• **COMPITI ASSEGNATI**
A. Stabilisci se le affermazioni (i), (ii) e (iii) concordano con il testo sul voto del Bundestag per la Grecia, rispondendo sì o no e citando alla lettera le parole decisive. (i) Il centrodestra ha raggiunto da solo la maggioranza assoluta di 311 seggi. (ii) Il nuovo piano per Atene ammonta a 130 miliardi. (iii) La maggioranza dei tedeschi è favorevole a versare altri soldi alla Grecia.
B. Prosegui il testo sul voto del Bundestag per la Grecia a partire dall'ultima frase riportata.

• **BLOCCO DI TESTO**
Polito in fondo ripropone una battuta significativa di un governante a Bruxelles: "il problema non è capire cosa si deve fare per risanare, ma come vincere le elezioni dopo averlo fatto!".
Buona lettura
P er la prima volta da quando è cominciata la crisi dell'euro, Angela Merkel ha perso la sua maggioranza politica al Bundestag. Dei 330 voti di cui dispone il centrodestra, solo 304 hanno votato sì al secondo salvataggio della Grecia, sette in meno dei 311 seggi che fanno la maggioranza assoluta. Solo grazie al voto favorevole, ma molto critico, dell'opposizione socialdemocratica, il Bundestag ha autorizzato comunque con un amplissimo margine il nuovo piano da 130 miliardi per Atene. Ma l'indebolimento politico della Merkel è evidente. Oggi il 62 per cento dei tedeschi pensa che versare ancora soldi nel «pozzo senza fondo» della Grecia sia una follia. Lo ha gridato in prima pagina a titoli cubitali anche la Bild con un perentorio «Stop». E il ministro dell'Interno di Berlino ha rotto la disciplina di governo per dichiarare che sarebbe meglio il default, anche per i greci.

• **CONTENUTO DEL DATASET**
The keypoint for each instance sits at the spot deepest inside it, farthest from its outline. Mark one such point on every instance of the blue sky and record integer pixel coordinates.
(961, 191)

...

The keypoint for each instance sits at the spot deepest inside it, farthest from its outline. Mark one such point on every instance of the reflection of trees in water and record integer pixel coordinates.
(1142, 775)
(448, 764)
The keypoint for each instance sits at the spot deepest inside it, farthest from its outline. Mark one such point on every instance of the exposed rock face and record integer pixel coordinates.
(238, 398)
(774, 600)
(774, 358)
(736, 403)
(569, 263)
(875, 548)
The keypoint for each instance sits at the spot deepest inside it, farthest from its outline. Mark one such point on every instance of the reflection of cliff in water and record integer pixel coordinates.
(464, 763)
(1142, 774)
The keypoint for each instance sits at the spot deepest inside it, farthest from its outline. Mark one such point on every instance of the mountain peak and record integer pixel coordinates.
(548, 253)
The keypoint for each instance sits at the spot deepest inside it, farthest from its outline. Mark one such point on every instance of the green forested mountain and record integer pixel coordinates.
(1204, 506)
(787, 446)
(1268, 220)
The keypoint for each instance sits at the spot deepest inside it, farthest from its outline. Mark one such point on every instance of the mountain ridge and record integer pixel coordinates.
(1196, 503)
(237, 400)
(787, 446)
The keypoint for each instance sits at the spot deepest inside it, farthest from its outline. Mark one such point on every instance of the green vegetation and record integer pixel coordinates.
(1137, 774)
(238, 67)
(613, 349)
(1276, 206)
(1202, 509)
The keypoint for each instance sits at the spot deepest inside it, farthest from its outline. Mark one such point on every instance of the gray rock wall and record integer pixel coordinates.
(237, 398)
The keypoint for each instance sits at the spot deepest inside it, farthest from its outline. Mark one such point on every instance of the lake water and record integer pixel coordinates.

...

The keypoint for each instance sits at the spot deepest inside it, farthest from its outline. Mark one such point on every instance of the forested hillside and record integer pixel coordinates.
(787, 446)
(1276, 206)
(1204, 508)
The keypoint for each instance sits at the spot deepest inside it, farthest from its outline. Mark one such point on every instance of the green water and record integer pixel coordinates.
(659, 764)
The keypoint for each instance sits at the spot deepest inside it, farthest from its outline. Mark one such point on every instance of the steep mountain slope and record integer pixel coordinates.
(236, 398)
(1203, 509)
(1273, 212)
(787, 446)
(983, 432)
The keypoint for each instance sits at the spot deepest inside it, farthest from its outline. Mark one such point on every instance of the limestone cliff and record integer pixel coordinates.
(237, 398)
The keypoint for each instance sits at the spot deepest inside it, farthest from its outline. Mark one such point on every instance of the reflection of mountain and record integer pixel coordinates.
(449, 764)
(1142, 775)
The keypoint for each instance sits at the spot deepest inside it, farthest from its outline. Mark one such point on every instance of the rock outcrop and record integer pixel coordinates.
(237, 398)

• **SOLUZIONI DEI COMPITI**
A.
(i) No: "solo 304 hanno votato sì al secondo salvataggio della Grecia, sette in meno dei 311 seggi che fanno la maggioranza assoluta".
(ii) Sì: "il nuovo piano da 130 miliardi per Atene".
(iii) No: "il 62 per cento dei tedeschi pensa che versare ancora soldi nel «pozzo senza fondo» della Grecia sia una follia".

B.
In queste condizioni è più difficile che la Merkel possa accettare nel vertice di fine settimana ciò che gli altri capi di governo dell'Europa si augurano, e cioè di portare a 750 miliardi di euro la dotazione complessiva dei fondi salva-Stati. Proprio quando sembrava che i nervi dei tedeschi si potessero rilassare insieme a quelli dei mercati (la Bce da due settimane non ha più bisogno di comprare titoli italiani e spagnoli), la doccia fredda del Bundestag ricorda a tutti che la crisi dell'euro è politica, prima ancora che finanziaria. E dunque ben lungi dall'essere risolta.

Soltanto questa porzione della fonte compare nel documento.